# Prompt:
Update the HSP text from the words "Henoch-Schönlein Purpura (HSP), also" through "specific clinical indicator.", changing "children" to "young patients".

# Document text:
BEGIN

Conclusion: Our study revealed that the abnormalities in MLCFA may be associated with the development of HSP. Another interesting finding was that fatty acids contents were changing during the glucocorticoid treatment. Meanwhile, long-chain MUFAs may have an impact on renal damage in HSP patients. Further studies need to be carried out in order to explore the specific mechanism of fatty acids in the course of HSP.

Introduction

Henoch-Schönlein Purpura (HSP), also known as Immunoglobulin A vasculitis, is a systemic IgA immune complex-mediated vasculitis (1). The primary clinical manifestations of HSP include palpable purpuric rashes in the extremities (especially the lower extremities), arthritis, gastrointestinal symptoms, and renal damage (2, 3). The disease most commonly affects children, especially 2- to 8-year-olds. Although its pathogenesis remains unclear, multiple etiologies, including genetic background and environmental factors, have been suggested to contribute to the onset of HSP (4). The diagnosis is challenging due to relatively variable and heterogeneous symptoms and the lack of specific clinical indicator.

END

# Data extract:
BEGIN

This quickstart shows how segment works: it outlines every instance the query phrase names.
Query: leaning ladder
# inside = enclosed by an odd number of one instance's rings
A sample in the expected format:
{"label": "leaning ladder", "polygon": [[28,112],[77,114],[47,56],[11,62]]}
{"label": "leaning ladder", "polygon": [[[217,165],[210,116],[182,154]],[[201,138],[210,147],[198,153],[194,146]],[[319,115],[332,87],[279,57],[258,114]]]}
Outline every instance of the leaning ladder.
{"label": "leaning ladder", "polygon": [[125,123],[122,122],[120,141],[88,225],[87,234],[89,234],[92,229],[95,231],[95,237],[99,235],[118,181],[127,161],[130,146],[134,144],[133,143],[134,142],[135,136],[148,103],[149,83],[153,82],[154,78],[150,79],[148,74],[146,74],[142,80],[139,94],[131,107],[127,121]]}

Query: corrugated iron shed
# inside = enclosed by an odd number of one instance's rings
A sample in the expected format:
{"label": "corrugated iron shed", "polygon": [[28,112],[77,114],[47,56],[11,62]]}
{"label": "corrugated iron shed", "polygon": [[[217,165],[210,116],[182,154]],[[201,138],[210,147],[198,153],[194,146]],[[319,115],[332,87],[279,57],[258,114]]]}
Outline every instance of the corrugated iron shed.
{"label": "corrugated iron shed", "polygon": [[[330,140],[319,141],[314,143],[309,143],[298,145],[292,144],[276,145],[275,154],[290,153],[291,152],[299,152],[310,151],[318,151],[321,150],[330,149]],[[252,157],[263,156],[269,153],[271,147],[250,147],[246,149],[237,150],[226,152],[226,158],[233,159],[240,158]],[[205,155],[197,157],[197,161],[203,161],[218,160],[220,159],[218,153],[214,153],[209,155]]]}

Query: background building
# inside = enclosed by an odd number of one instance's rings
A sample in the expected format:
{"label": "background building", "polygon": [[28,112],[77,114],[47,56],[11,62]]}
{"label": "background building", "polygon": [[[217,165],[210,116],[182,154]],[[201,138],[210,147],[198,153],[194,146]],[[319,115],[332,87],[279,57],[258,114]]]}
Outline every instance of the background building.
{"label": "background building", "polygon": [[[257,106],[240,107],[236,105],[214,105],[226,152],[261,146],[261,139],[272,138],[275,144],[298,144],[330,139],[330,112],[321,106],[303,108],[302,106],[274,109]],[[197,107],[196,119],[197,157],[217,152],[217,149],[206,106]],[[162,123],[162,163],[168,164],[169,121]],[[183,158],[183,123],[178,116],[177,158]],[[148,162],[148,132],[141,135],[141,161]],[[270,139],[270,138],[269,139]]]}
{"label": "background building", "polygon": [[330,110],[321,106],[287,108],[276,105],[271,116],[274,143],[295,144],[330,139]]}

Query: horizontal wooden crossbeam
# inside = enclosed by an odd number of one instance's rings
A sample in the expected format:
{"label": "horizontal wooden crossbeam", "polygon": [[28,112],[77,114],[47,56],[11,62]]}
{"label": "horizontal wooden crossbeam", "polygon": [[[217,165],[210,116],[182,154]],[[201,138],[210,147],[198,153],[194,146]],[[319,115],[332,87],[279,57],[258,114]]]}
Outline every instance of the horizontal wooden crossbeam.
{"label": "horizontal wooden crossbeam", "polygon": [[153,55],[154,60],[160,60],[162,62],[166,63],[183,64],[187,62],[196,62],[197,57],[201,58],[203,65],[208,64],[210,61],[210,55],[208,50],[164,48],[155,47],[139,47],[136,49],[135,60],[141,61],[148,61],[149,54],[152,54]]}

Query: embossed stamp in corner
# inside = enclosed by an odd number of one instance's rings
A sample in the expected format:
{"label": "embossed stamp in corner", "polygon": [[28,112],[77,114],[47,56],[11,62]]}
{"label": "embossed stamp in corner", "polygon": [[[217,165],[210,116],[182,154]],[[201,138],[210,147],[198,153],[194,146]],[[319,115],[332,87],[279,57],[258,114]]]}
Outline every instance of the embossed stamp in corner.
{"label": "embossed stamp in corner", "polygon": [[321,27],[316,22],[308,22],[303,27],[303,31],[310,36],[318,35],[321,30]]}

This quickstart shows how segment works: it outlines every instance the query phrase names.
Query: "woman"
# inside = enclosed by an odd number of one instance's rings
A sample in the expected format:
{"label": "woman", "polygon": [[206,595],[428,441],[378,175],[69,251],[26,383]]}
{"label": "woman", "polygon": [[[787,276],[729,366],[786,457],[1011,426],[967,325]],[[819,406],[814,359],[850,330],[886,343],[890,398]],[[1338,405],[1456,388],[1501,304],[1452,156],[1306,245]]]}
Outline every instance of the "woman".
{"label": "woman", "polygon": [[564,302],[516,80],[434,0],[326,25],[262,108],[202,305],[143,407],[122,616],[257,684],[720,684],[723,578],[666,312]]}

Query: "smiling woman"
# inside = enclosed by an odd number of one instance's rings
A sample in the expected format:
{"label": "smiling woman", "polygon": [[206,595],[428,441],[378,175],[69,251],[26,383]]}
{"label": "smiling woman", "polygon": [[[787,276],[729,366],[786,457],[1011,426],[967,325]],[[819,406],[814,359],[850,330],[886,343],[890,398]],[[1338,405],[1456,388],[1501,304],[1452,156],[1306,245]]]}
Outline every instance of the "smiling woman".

END

# Answer to this task:
Henoch-Schönlein Purpura (HSP), also known as Immunoglobulin A vasculitis, is a systemic IgA immune complex-mediated vasculitis (1). The primary clinical manifestations of HSP include palpable purpuric rashes in the extremities (especially the lower extremities), arthritis, gastrointestinal symptoms, and renal damage (2, 3). The disease most commonly affects young patients, especially 2- to 8-year-olds. Although its pathogenesis remains unclear, multiple etiologies, including genetic background and environmental factors, have been suggested to contribute to the onset of HSP (4). The diagnosis is challenging due to relatively variable and heterogeneous symptoms and the lack of specific clinical indicator.